[Données d'annotation de localisation d'objets]

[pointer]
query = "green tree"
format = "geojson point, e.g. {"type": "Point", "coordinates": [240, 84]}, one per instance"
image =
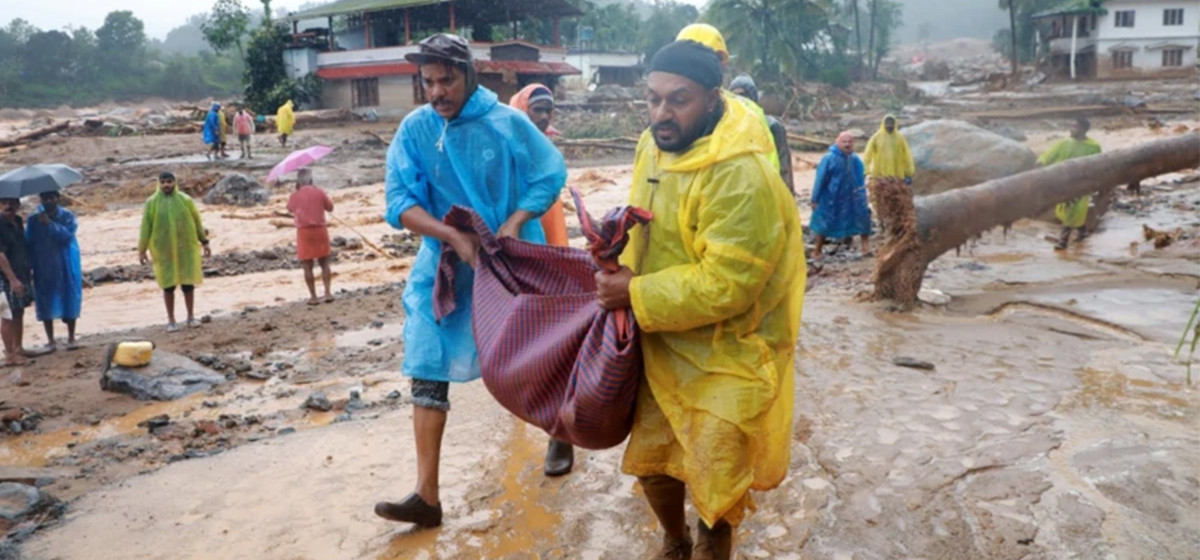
{"type": "Point", "coordinates": [886, 17]}
{"type": "Point", "coordinates": [121, 42]}
{"type": "Point", "coordinates": [774, 38]}
{"type": "Point", "coordinates": [226, 25]}
{"type": "Point", "coordinates": [48, 58]}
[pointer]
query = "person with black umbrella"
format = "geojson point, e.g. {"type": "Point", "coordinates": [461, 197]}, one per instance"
{"type": "Point", "coordinates": [58, 275]}
{"type": "Point", "coordinates": [16, 280]}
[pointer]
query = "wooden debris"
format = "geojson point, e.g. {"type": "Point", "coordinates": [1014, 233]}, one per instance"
{"type": "Point", "coordinates": [35, 134]}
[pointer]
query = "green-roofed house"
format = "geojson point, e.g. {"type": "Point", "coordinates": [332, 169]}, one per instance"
{"type": "Point", "coordinates": [358, 47]}
{"type": "Point", "coordinates": [1121, 38]}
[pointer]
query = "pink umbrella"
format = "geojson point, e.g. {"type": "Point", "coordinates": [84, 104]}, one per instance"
{"type": "Point", "coordinates": [298, 160]}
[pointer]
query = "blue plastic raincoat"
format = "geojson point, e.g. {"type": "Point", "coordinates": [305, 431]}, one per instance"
{"type": "Point", "coordinates": [490, 158]}
{"type": "Point", "coordinates": [213, 125]}
{"type": "Point", "coordinates": [58, 274]}
{"type": "Point", "coordinates": [840, 197]}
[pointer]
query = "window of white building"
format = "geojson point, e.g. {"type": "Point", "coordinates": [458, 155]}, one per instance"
{"type": "Point", "coordinates": [1173, 58]}
{"type": "Point", "coordinates": [1122, 59]}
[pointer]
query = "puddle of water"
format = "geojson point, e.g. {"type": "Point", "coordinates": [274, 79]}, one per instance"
{"type": "Point", "coordinates": [1117, 391]}
{"type": "Point", "coordinates": [521, 521]}
{"type": "Point", "coordinates": [1158, 313]}
{"type": "Point", "coordinates": [1002, 258]}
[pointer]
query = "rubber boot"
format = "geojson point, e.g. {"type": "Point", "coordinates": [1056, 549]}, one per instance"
{"type": "Point", "coordinates": [713, 543]}
{"type": "Point", "coordinates": [1063, 239]}
{"type": "Point", "coordinates": [559, 458]}
{"type": "Point", "coordinates": [665, 495]}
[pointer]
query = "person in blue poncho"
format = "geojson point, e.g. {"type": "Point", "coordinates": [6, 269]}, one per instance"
{"type": "Point", "coordinates": [213, 131]}
{"type": "Point", "coordinates": [467, 149]}
{"type": "Point", "coordinates": [839, 198]}
{"type": "Point", "coordinates": [58, 275]}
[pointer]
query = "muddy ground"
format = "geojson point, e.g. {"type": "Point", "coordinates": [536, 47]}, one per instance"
{"type": "Point", "coordinates": [1054, 425]}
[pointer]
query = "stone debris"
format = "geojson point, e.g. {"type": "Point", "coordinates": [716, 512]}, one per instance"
{"type": "Point", "coordinates": [167, 378]}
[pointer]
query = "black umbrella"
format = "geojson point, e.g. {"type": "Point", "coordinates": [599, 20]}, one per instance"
{"type": "Point", "coordinates": [36, 180]}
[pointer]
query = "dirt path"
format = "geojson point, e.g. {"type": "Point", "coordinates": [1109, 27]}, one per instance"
{"type": "Point", "coordinates": [1054, 425]}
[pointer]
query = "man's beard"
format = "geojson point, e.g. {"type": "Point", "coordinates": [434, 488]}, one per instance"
{"type": "Point", "coordinates": [684, 138]}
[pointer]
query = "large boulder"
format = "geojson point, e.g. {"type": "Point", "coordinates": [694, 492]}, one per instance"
{"type": "Point", "coordinates": [238, 190]}
{"type": "Point", "coordinates": [166, 378]}
{"type": "Point", "coordinates": [953, 155]}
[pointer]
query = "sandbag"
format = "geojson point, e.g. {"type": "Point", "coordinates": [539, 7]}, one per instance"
{"type": "Point", "coordinates": [547, 351]}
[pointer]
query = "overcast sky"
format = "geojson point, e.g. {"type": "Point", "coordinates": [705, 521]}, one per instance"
{"type": "Point", "coordinates": [160, 16]}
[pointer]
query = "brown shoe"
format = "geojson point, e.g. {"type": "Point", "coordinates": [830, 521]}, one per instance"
{"type": "Point", "coordinates": [675, 548]}
{"type": "Point", "coordinates": [713, 543]}
{"type": "Point", "coordinates": [559, 458]}
{"type": "Point", "coordinates": [412, 510]}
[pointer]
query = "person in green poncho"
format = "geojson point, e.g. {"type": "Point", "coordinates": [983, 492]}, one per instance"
{"type": "Point", "coordinates": [1073, 214]}
{"type": "Point", "coordinates": [173, 234]}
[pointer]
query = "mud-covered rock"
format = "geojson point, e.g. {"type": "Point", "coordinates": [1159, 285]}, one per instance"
{"type": "Point", "coordinates": [168, 377]}
{"type": "Point", "coordinates": [318, 401]}
{"type": "Point", "coordinates": [239, 190]}
{"type": "Point", "coordinates": [953, 155]}
{"type": "Point", "coordinates": [21, 503]}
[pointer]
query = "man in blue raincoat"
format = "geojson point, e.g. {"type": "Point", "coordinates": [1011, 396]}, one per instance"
{"type": "Point", "coordinates": [466, 149]}
{"type": "Point", "coordinates": [839, 198]}
{"type": "Point", "coordinates": [213, 131]}
{"type": "Point", "coordinates": [58, 275]}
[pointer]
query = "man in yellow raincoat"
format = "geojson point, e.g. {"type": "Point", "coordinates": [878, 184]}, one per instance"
{"type": "Point", "coordinates": [1073, 214]}
{"type": "Point", "coordinates": [887, 155]}
{"type": "Point", "coordinates": [285, 121]}
{"type": "Point", "coordinates": [173, 234]}
{"type": "Point", "coordinates": [712, 37]}
{"type": "Point", "coordinates": [717, 284]}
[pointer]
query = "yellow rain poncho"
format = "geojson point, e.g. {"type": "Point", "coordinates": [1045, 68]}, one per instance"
{"type": "Point", "coordinates": [172, 230]}
{"type": "Point", "coordinates": [286, 119]}
{"type": "Point", "coordinates": [887, 154]}
{"type": "Point", "coordinates": [1072, 214]}
{"type": "Point", "coordinates": [718, 294]}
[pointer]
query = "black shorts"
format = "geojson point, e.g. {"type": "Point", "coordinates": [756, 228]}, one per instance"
{"type": "Point", "coordinates": [431, 395]}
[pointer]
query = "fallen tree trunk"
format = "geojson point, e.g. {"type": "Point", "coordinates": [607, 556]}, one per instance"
{"type": "Point", "coordinates": [942, 222]}
{"type": "Point", "coordinates": [35, 134]}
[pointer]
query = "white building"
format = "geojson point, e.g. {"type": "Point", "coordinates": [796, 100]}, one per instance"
{"type": "Point", "coordinates": [603, 67]}
{"type": "Point", "coordinates": [1119, 38]}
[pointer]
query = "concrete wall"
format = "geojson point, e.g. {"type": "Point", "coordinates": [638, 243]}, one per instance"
{"type": "Point", "coordinates": [300, 62]}
{"type": "Point", "coordinates": [396, 94]}
{"type": "Point", "coordinates": [1147, 60]}
{"type": "Point", "coordinates": [335, 94]}
{"type": "Point", "coordinates": [1149, 20]}
{"type": "Point", "coordinates": [591, 62]}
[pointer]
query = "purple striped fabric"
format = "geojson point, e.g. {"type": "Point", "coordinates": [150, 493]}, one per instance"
{"type": "Point", "coordinates": [547, 351]}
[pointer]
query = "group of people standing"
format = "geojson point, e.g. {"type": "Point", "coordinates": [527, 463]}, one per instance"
{"type": "Point", "coordinates": [216, 127]}
{"type": "Point", "coordinates": [174, 240]}
{"type": "Point", "coordinates": [714, 280]}
{"type": "Point", "coordinates": [39, 266]}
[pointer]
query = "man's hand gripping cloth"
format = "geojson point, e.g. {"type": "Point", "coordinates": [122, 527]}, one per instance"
{"type": "Point", "coordinates": [547, 351]}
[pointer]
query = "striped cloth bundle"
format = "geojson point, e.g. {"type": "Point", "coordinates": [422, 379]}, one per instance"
{"type": "Point", "coordinates": [547, 351]}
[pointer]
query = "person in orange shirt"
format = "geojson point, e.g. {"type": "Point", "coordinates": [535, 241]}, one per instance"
{"type": "Point", "coordinates": [244, 124]}
{"type": "Point", "coordinates": [538, 102]}
{"type": "Point", "coordinates": [309, 205]}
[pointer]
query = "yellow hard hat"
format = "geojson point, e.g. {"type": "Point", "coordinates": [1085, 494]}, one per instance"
{"type": "Point", "coordinates": [706, 35]}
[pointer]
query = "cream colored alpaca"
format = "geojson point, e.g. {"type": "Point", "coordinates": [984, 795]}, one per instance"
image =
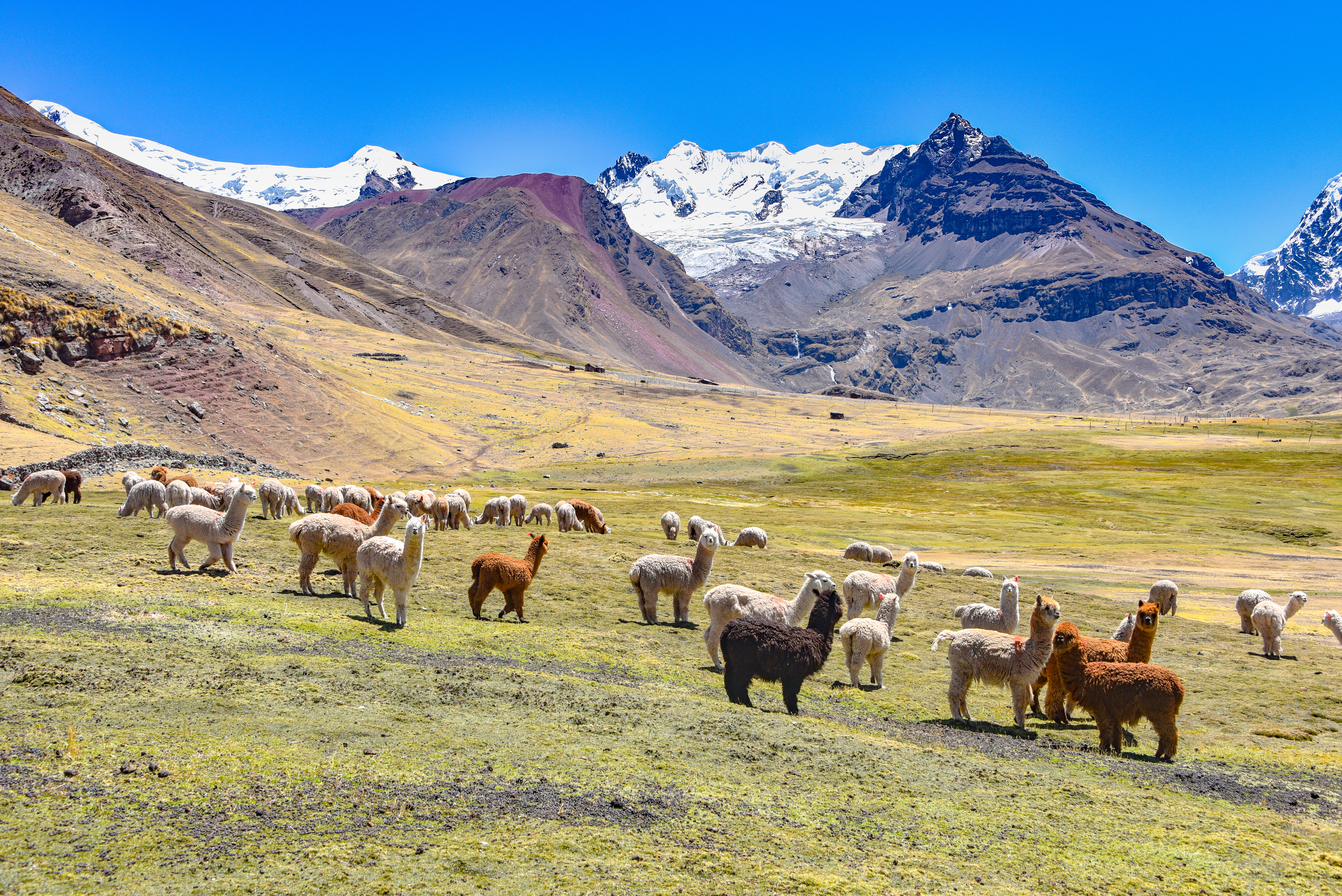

**Consigne:** Comptez les lignes des enregistrements qui contiennent la chaîne « green », en tenant compte de la casse, et donnez seulement ce nombre.

**Réponse:** 3